(Stored items)
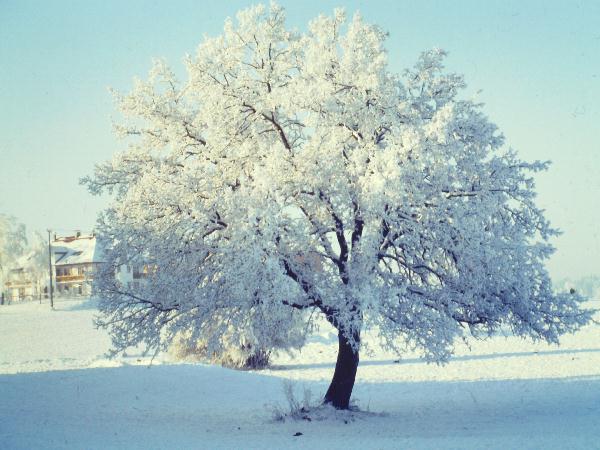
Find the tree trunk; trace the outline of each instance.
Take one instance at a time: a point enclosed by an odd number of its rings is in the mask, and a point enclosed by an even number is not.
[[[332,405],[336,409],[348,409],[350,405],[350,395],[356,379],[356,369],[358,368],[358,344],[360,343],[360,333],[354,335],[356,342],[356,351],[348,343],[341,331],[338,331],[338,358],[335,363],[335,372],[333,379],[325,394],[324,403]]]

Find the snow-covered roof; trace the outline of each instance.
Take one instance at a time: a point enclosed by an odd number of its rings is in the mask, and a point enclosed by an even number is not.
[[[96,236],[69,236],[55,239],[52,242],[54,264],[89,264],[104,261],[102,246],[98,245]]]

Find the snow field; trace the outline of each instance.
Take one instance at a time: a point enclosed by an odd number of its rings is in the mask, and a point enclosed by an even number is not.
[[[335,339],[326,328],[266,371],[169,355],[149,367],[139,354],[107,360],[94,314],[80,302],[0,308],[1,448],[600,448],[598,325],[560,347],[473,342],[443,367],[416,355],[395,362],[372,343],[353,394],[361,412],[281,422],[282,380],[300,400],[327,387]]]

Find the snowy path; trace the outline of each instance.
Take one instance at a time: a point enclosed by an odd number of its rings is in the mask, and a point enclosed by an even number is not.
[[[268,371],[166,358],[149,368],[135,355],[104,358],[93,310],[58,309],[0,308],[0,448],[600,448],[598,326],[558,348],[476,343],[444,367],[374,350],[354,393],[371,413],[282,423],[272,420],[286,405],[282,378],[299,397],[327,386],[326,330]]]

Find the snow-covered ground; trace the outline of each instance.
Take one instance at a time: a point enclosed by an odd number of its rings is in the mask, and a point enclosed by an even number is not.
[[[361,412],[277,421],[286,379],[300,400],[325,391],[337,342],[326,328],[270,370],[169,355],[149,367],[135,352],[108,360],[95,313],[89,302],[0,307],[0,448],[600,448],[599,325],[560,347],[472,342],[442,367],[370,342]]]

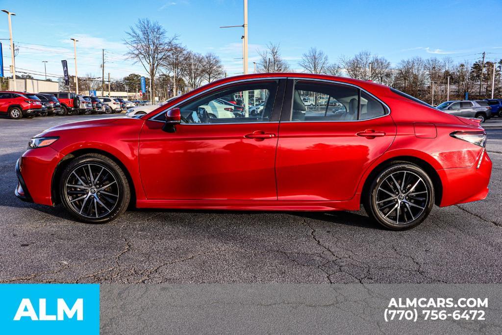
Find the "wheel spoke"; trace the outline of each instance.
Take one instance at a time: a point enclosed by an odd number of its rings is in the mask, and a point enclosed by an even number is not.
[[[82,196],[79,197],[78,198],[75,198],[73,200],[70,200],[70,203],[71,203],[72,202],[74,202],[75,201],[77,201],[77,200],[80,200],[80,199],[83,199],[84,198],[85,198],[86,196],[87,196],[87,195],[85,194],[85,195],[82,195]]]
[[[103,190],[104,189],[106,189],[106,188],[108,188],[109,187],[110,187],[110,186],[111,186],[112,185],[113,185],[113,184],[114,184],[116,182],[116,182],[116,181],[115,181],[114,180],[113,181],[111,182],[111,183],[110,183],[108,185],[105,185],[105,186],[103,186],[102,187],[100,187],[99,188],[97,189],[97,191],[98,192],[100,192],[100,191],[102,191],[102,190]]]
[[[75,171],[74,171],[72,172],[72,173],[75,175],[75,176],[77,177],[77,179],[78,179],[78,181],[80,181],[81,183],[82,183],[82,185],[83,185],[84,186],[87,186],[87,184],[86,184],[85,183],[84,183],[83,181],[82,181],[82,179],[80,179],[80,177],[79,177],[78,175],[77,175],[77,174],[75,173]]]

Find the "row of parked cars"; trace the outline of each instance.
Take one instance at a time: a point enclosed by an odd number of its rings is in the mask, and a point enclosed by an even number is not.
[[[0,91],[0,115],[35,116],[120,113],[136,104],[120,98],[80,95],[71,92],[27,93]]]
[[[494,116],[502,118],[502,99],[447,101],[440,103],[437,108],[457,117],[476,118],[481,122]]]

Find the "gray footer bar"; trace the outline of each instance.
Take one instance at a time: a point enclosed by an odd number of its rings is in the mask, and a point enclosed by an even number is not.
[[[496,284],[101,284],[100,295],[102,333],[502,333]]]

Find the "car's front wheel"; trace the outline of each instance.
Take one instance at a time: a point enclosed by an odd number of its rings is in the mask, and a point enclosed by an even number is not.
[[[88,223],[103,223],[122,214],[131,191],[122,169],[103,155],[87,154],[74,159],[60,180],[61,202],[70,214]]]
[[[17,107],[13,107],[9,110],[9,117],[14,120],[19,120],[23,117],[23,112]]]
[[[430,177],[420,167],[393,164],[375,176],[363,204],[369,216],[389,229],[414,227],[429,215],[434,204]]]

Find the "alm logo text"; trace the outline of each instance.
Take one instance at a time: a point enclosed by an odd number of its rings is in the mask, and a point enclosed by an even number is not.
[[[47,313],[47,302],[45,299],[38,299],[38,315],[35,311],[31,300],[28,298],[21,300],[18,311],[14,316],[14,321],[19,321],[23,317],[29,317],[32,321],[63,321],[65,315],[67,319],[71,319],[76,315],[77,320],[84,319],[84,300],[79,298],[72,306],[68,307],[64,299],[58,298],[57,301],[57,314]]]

* * *

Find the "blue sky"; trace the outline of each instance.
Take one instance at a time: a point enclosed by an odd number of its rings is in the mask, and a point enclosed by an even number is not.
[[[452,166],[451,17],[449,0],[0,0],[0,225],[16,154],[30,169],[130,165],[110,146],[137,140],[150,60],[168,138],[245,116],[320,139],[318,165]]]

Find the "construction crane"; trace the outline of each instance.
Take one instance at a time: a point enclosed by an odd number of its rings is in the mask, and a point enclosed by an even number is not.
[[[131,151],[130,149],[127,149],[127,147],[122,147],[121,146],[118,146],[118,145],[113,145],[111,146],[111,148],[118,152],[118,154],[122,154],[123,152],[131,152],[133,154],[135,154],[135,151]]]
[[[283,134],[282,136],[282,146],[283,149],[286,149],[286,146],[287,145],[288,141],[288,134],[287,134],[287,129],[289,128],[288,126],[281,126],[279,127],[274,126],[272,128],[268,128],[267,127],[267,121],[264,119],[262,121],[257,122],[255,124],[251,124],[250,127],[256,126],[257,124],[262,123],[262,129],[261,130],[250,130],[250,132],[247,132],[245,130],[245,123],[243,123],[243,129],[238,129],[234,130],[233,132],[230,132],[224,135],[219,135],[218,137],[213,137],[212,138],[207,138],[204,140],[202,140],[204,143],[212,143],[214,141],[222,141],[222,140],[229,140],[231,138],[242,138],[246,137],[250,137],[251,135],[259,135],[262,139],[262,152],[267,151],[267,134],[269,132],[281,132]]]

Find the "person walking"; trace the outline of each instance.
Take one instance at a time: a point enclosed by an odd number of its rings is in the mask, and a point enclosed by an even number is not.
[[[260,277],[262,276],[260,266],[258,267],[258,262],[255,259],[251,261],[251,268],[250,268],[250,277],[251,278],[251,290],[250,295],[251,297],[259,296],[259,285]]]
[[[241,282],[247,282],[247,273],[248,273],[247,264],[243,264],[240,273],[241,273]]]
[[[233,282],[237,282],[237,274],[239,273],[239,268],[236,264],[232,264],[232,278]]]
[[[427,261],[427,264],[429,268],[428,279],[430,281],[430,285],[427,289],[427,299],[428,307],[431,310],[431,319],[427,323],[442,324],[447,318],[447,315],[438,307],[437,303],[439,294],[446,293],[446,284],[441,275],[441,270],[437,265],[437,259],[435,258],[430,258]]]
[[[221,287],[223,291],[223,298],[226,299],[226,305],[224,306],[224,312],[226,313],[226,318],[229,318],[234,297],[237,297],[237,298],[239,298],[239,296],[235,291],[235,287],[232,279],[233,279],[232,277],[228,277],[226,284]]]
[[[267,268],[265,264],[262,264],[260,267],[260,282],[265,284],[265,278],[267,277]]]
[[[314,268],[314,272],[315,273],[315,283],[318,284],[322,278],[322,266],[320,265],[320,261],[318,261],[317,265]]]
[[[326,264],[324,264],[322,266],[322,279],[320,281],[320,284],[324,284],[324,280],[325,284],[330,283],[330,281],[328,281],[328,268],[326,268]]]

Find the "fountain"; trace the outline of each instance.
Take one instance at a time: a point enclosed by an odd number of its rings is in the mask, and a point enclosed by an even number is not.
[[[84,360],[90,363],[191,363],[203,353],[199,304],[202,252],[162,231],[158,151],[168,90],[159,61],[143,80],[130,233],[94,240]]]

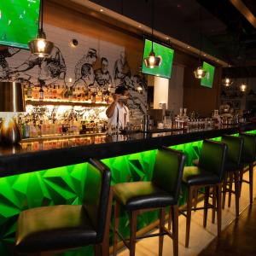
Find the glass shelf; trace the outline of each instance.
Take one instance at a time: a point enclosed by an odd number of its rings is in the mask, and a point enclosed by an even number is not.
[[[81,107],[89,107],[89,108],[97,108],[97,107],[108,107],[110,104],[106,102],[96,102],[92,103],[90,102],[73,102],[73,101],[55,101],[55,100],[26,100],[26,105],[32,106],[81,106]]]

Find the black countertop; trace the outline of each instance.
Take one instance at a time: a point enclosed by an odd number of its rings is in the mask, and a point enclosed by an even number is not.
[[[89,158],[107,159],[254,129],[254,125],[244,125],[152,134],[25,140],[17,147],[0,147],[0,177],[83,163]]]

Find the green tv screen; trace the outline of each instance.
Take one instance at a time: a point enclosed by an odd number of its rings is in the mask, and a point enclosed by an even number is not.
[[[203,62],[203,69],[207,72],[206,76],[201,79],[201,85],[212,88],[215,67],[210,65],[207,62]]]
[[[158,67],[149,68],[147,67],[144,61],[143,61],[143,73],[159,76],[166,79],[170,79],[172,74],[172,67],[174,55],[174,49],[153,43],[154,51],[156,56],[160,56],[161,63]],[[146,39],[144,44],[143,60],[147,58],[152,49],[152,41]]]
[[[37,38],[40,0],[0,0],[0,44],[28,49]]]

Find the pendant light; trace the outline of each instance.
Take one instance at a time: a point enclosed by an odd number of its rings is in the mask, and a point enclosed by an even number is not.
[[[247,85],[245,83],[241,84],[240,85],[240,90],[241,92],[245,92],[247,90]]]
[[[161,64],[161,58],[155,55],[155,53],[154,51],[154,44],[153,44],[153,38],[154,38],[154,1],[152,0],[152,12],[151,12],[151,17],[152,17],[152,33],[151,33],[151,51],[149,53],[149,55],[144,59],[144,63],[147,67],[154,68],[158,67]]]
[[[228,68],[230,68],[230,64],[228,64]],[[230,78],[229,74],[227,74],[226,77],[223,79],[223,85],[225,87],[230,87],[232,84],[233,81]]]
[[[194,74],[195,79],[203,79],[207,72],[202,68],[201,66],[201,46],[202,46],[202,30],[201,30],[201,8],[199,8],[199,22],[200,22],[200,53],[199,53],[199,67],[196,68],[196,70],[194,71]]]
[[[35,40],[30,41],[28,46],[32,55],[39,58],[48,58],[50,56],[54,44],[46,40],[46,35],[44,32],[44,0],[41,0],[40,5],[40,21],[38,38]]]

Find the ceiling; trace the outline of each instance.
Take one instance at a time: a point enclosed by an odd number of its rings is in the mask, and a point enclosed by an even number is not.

__What this task involves__: Return the records above word for word, starting with the line containing "Find the black" and going on through the line containing "[[[37,38],[40,0],[0,0],[0,44],[28,49]]]", both included.

__Worked solution__:
Find the black countertop; trace the outline of each instance.
Take one instance at a time: a point enclosed by an odd number of its rings is in the mask, and a point enclosed by an even number is not.
[[[89,158],[107,159],[254,129],[254,125],[244,125],[152,134],[25,140],[17,147],[0,147],[0,177],[83,163]]]

Find the green tv screen; trace the outline of each instance.
Take one instance at a time: a point enclosed by an odd number of its rings is in the mask, and a point enclosed by an even number is not.
[[[203,62],[203,69],[207,72],[206,76],[201,79],[201,85],[212,88],[215,67],[210,65],[207,62]]]
[[[158,67],[149,68],[147,67],[144,61],[143,61],[143,73],[159,76],[166,79],[170,79],[172,74],[172,67],[174,55],[174,49],[153,43],[154,51],[156,56],[160,56],[161,63]],[[146,39],[144,44],[143,60],[147,58],[152,49],[152,41]]]
[[[37,38],[40,0],[0,0],[0,44],[28,49]]]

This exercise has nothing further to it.